### Text shown

But our author goes on, and in the same dictatorial strain assures us, that "*The ancient Kings of England did assume as much power in ecclesiastical affairs as Henry the Eighth did.

Did they so? But where's the proof of this groundless and arbitrary assertion? For truly we are not disposed implicitly and blindly to subscribe to the Doctor's ipse dixit. We owe no such deference to his authority. On the contrary, we positively say and maintain, he imposes upon his reader, by his too boldly advancing, that the ancient Kings of England did assume as much power in ecclesiastical affairs as King Henry the Eighth did. For, in the obvious sense and meaning of these words, nothing less is imported, than that all King Henry the Eighth's predecessors invaded the Spiritual Prerogatives of the Church, and trampled upon the privileges of the Clergy in the same manner and with the same insolence as he did. But this we do aver to be a palpable mistake, if not something worse.

Nor is it any thing to the purpose in this dispute, to quote the vastly unaparallel cases of Henry II. and Richard II. The first, it is very well known, was only engaged in a private dispute with an Archbishop of Canterbury: tho' the contest of the latter, we confess, was of a more public nature, and makes some little noise in history, but more in controversy, upon the account of a noted præmunire-act, which passed into a law in the 16th year of this prince's reign. Which act, because it is said, by some injudicious writers, to give a mortal stab to the Pope's Supremacy, it, may not, we presume, be disagreeable to the reader, to have a clear and distinct view of it laid before him.

§ 6.-King Richard the Second's famous Statute of Præmunire... Remarks upon it.

REPEATED attempts have been made, from time to time, by the advocates of the lay-supremacy, to extenuate at least, tho' we think it scarce possible to vindicate, King Henry the Eighth's unexampled encroachments upon the immunities of the Church and her sacred patrimony.

+ Schism Guarded, p. 264.

Some will have it, that his Majesty did not budge one step beyond the boundaries prefixed by the ancient king's of England, his predecessors. But this opinion is manifestly inconsistent with the authentic records of the history of Great Britain. Others fancy King Henry's conduct to be perfectly similar, if not all of a piece with that of King Richard II. This is fancy indeed! and nothing else. For whoever is disposed, (without passion or preju dice) to balance the respective pretensions of these two kings, and the principles upon which they acted, will be hard put to it, I believe, to discover any thing like a similarity in their proceedings. To give a few instances.

Henry boldly challenged and laid claim to every branch of the spiritual power: Richard was modestly content to assert his temporal authority. Henry insisted upon being constituted Head of the Church: Richard resolved to maintain (and who can blame him for it?) the regality of his crown. Henry would be independent, and subject to no earthly power in spirituals: Richard affected the same independency in temporals only. And the truth of these observations is evidently demonstrable from the following particulars which we are going to recite. (1) The Archbishop of Canterbury's Protestation. (2) The preamble to the act. (3) The act itself. To which shall be added a few remarks, in order to explain the nature and design of the celebrated statute now before us.

Let it be observed then, that upon the Commons bringing in a bill (by way of petition) against some papal encroachments which, in those days, were thought to bear somewhat too hard upon the prerogative royal, William Courtenay, Archbishop of Canterbury, stood up, protested and gave his opinion in the High Court of Parliament, in answer to the petition of the House of Commons: and as this was a leading step to what followed, so we shall commence our account of the whole affair from

The Archbishop's Protestation.

### Recorded information
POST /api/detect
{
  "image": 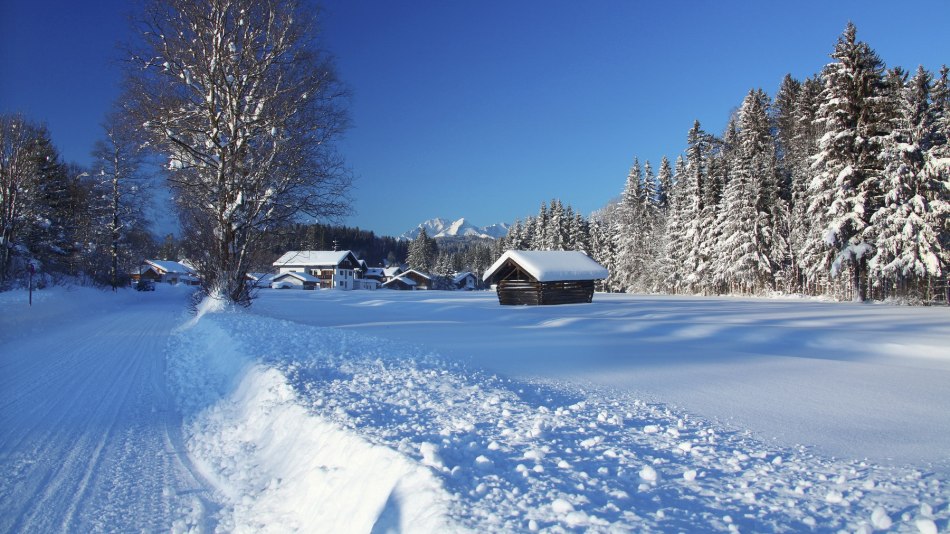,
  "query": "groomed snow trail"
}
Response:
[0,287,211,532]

--

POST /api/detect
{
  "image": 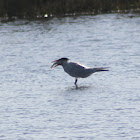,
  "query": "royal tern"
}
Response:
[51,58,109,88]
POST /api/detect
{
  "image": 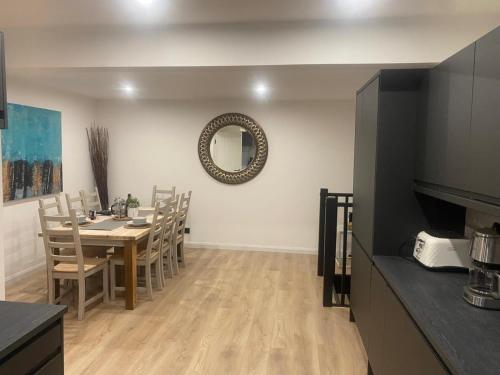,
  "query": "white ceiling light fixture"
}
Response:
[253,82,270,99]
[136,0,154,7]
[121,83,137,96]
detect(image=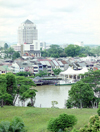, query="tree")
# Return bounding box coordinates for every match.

---

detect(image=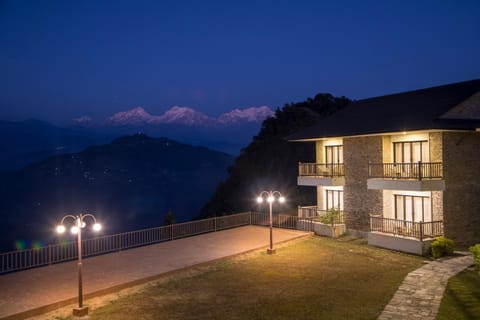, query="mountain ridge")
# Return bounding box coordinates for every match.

### Written request
Decide whether each statement below agrees with the text on Henry VIII and Richard II. Answer yes or no for each, and quote the words from the text that decide it.
(a) The præmunire act became law in the 16th year of Richard II's reign.
(b) Henry II's dispute was with an Archbishop of York.
(c) Richard II claimed independence from every earthly power in spiritual matters.

### Finished task
(a) Yes: "which passed into a law in the 16th year of this prince's reign."
(b) No: "was only engaged in a private dispute with an Archbishop of Canterbury"
(c) No: "Richard affected the same independency in temporals only."